** Исходный текст **
___

В 1923 году Клара Цеткин писала, что итальянский фашизм был “послан в наказание пролетариату за то, что он не развернул шире начатой в России революции”. Если вы знаете итальянскую историю, то вспомните, что фашизм стал триумфатором только после окончания и по причине неудачи красного двухлетия (biennio rosso), которое было периодом напряженного конфликта. В том же смысле можно говорить, что бонапартизм Эрдогана – это наказание социальной борьбе в Турции за невозможность продолжить восстание в Гези. Возникшее в борьбе против коммерциализации общественного пространства – не совсем классовое движение, но тем не менее связанное с классовой борьбой – восстание в Гези и вызванная им социальная и политическая радикализация дестабилизировали предыдущую расстановку сил.

___

** Собранные данные **
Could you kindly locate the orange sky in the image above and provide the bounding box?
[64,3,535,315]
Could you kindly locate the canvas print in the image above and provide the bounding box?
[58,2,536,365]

___

** Условие задания **
Продублируйте без изменений фрагмент исходного текста: всё, от «В 1923 году» вниз до «предыдущую расстановку сил.» включительно.

** Письменный ответ **
В 1923 году Клара Цеткин писала, что итальянский фашизм был “послан в наказание пролетариату за то, что он не развернул шире начатой в России революции”. Если вы знаете итальянскую историю, то вспомните, что фашизм стал триумфатором только после окончания и по причине неудачи красного двухлетия (biennio rosso), которое было периодом напряженного конфликта. В том же смысле можно говорить, что бонапартизм Эрдогана – это наказание социальной борьбе в Турции за невозможность продолжить восстание в Гези. Возникшее в борьбе против коммерциализации общественного пространства – не совсем классовое движение, но тем не менее связанное с классовой борьбой – восстание в Гези и вызванная им социальная и политическая радикализация дестабилизировали предыдущую расстановку сил.